_Stored records_
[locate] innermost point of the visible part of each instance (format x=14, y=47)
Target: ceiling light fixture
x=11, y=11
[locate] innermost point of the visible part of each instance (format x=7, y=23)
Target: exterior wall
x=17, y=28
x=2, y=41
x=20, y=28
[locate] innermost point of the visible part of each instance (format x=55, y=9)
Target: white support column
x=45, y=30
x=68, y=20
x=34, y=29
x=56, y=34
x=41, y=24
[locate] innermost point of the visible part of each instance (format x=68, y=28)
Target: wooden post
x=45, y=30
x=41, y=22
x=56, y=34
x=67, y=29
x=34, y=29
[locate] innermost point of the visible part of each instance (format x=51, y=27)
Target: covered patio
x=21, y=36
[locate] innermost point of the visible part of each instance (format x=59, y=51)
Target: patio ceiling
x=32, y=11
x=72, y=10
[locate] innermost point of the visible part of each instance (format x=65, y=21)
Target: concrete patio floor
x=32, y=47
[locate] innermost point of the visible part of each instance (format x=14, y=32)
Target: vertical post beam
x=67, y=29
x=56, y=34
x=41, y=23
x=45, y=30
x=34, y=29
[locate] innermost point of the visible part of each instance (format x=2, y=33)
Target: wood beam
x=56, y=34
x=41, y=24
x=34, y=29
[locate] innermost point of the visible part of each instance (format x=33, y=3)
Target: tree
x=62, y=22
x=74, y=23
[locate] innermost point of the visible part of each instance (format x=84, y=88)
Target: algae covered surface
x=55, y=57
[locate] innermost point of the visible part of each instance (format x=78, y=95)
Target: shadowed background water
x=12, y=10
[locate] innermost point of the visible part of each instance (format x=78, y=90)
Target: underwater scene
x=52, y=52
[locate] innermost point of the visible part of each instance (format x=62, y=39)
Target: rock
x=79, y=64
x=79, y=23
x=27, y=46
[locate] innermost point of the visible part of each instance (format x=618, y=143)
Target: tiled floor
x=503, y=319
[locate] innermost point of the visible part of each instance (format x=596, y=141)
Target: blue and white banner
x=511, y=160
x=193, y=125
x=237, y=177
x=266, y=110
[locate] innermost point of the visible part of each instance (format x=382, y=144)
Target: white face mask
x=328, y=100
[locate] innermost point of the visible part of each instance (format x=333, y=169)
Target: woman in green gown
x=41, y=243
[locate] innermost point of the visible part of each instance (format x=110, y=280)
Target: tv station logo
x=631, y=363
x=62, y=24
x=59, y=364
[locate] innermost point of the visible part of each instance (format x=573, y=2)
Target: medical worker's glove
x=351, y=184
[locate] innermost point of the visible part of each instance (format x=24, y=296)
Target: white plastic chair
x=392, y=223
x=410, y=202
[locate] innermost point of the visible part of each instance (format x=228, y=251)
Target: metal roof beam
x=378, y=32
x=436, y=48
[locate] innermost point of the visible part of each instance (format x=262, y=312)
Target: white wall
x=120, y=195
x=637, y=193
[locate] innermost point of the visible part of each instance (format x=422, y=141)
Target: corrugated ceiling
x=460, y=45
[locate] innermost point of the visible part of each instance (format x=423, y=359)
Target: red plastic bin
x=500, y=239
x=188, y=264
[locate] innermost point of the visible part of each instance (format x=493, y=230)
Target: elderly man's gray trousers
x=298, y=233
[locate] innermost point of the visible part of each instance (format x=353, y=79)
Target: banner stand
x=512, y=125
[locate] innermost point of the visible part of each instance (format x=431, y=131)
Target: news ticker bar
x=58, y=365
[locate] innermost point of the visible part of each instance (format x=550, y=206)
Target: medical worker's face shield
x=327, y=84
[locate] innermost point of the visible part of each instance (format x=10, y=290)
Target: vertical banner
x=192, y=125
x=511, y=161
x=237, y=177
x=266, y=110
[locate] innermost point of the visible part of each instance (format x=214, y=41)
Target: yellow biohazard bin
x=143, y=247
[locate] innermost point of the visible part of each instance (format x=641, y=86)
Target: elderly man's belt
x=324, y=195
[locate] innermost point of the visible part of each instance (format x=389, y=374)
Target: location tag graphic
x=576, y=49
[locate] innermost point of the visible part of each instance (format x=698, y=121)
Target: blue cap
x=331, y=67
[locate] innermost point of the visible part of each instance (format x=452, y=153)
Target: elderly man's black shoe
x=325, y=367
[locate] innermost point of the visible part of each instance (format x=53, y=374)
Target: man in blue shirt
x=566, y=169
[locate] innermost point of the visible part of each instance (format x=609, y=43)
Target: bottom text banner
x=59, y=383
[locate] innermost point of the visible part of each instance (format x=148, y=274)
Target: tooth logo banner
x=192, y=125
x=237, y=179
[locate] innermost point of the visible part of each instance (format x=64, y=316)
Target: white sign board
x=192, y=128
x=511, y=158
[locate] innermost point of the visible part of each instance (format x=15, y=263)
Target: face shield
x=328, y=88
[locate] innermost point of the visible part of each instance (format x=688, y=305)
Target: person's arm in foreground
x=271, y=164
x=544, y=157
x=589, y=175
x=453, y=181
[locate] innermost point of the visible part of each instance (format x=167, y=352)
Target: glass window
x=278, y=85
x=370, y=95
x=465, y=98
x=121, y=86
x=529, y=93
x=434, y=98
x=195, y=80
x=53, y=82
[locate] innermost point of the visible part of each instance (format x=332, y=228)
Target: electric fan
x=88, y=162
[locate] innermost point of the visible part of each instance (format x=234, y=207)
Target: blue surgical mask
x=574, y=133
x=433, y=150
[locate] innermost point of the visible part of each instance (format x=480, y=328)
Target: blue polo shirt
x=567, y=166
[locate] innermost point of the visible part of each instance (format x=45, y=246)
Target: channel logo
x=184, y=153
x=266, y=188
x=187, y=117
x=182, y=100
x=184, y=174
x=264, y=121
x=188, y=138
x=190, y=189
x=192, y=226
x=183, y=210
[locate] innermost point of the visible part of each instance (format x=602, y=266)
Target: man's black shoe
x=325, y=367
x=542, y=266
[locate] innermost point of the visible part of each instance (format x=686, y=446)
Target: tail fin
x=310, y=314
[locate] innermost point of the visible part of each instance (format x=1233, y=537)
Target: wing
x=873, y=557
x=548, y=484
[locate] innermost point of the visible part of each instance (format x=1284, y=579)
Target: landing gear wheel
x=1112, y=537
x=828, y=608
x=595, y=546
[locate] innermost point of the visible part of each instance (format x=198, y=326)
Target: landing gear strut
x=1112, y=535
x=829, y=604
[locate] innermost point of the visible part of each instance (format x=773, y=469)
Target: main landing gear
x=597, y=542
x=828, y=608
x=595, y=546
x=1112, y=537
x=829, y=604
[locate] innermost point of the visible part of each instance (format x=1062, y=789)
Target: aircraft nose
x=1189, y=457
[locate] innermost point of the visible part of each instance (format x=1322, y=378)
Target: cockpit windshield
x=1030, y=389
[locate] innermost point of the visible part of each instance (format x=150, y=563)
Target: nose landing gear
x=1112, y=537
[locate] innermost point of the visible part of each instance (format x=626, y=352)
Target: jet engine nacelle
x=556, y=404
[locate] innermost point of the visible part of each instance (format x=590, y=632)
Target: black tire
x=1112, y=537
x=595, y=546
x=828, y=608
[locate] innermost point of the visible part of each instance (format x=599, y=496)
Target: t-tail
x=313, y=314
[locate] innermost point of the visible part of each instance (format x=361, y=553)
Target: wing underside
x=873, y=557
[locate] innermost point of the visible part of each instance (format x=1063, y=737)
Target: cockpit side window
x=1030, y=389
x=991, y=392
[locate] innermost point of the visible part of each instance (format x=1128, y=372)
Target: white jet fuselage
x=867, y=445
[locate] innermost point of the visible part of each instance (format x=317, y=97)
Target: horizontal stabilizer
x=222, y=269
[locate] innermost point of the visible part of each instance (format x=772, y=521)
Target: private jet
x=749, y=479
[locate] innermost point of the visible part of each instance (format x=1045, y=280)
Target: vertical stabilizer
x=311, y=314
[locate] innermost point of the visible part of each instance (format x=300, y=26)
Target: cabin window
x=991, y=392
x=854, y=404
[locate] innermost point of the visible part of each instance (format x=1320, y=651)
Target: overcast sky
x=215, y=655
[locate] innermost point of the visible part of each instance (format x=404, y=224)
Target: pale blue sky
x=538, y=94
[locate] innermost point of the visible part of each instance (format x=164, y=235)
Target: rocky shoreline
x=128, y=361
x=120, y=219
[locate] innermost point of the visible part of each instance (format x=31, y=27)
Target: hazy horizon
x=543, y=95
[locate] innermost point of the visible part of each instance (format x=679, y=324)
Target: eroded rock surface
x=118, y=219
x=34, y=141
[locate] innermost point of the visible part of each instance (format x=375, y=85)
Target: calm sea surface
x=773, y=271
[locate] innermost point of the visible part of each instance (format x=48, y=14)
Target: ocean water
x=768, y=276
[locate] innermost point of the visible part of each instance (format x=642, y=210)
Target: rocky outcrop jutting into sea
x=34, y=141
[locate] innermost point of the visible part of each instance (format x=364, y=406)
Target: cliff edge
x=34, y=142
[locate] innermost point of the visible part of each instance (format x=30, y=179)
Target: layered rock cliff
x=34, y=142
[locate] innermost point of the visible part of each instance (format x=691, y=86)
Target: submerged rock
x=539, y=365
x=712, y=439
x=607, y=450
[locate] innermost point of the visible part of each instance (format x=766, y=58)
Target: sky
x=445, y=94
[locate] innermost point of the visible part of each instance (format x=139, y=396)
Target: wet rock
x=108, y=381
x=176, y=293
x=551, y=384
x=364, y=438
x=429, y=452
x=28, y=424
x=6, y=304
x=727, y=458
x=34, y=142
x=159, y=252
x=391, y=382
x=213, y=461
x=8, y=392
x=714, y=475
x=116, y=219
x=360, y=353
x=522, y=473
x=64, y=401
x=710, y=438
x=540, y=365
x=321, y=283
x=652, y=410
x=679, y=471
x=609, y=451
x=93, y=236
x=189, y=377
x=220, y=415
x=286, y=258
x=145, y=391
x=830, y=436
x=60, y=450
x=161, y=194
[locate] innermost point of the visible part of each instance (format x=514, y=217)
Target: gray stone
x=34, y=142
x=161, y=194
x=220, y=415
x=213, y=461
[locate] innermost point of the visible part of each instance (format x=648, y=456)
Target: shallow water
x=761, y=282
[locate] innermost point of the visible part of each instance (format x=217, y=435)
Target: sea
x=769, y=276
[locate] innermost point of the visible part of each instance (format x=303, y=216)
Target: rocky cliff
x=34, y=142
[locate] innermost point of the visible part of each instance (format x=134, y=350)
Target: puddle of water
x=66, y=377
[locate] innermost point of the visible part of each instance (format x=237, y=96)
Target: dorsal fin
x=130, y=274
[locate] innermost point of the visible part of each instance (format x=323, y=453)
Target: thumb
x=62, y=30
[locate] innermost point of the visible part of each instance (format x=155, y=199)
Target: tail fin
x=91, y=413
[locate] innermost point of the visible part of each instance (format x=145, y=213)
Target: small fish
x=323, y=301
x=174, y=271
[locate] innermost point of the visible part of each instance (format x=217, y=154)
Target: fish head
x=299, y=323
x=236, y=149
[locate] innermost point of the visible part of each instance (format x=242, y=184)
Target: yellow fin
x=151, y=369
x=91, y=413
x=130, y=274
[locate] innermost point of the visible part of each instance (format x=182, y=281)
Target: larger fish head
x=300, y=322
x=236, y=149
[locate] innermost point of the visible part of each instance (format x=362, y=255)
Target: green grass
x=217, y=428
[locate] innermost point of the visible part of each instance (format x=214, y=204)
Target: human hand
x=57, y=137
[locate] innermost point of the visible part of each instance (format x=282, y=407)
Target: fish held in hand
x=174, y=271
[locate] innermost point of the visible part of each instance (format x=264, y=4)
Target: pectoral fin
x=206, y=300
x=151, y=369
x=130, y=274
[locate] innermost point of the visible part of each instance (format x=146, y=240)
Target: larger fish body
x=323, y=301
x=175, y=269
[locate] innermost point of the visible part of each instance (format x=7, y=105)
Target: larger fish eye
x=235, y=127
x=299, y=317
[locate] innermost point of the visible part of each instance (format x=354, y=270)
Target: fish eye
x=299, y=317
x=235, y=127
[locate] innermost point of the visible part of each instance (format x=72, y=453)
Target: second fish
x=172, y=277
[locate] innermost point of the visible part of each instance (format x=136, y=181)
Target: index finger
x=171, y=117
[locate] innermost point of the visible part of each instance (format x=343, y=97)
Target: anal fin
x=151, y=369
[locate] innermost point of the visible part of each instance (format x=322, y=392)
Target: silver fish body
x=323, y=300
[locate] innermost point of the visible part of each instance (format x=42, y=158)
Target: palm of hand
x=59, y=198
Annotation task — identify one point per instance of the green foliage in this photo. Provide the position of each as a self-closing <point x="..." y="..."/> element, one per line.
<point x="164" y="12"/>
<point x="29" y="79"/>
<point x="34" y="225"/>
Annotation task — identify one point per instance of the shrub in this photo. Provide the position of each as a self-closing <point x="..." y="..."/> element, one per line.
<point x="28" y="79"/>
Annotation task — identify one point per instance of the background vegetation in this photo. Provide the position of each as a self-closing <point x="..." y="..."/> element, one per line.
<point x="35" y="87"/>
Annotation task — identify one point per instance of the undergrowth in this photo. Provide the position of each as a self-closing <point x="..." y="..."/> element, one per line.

_Task goal_
Copy out the material again, beginning with the line containing "(format x=480, y=328)" and going on through the line containing "x=310, y=314", both lines included. Multiply every x and y coordinate in the answers by 1.95 and round to whole numbers, with halves rounded up, but keep the requests and their format samples unchanged.

_Full response_
[locate] innermost point of the visible part of each instance (format x=480, y=328)
Target: blue polo shirt
x=1106, y=324
[locate] innermost point of the visible part of each instance (format x=45, y=246)
Target: channel logo
x=359, y=298
x=519, y=367
x=365, y=228
x=355, y=195
x=359, y=339
x=515, y=236
x=367, y=269
x=371, y=369
x=374, y=441
x=357, y=410
[locate] innermost point of the visible part of each instance (format x=602, y=266)
Target: man's black shoe
x=634, y=716
x=1057, y=519
[locate] innermost point of the visible part of each instance (format x=686, y=446)
Target: tail fin
x=605, y=612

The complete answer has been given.